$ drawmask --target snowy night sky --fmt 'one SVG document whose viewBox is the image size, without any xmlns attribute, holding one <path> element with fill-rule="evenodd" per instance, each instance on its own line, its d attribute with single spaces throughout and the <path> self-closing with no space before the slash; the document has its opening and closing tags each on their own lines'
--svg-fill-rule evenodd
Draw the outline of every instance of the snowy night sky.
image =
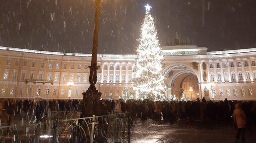
<svg viewBox="0 0 256 143">
<path fill-rule="evenodd" d="M 177 32 L 208 51 L 256 47 L 255 0 L 104 0 L 98 53 L 135 54 L 148 3 L 161 46 Z M 91 53 L 94 16 L 93 0 L 1 0 L 0 46 Z"/>
</svg>

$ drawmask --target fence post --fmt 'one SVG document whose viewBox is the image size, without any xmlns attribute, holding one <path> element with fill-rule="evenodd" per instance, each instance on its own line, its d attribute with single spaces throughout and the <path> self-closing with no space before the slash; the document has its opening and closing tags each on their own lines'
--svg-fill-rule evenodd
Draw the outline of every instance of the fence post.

• • • •

▶ [Task goal]: Reproduce word for word the stretch of lines above from the line containing "drawmask --target fence" through the last line, including both ends.

▶ [Full solution]:
$ drawmask --target fence post --fmt 'one SVG document whose viewBox is the image size, without any xmlns attribute, holding one <path> element with fill-rule="evenodd" per instance, each instance on its own line, its d attribute with single spaces throughout and the <path> self-closing with no space before the slash; the document has its opening and closing tags each on their own lines'
--svg-fill-rule evenodd
Draw the outline of every instance of the fence post.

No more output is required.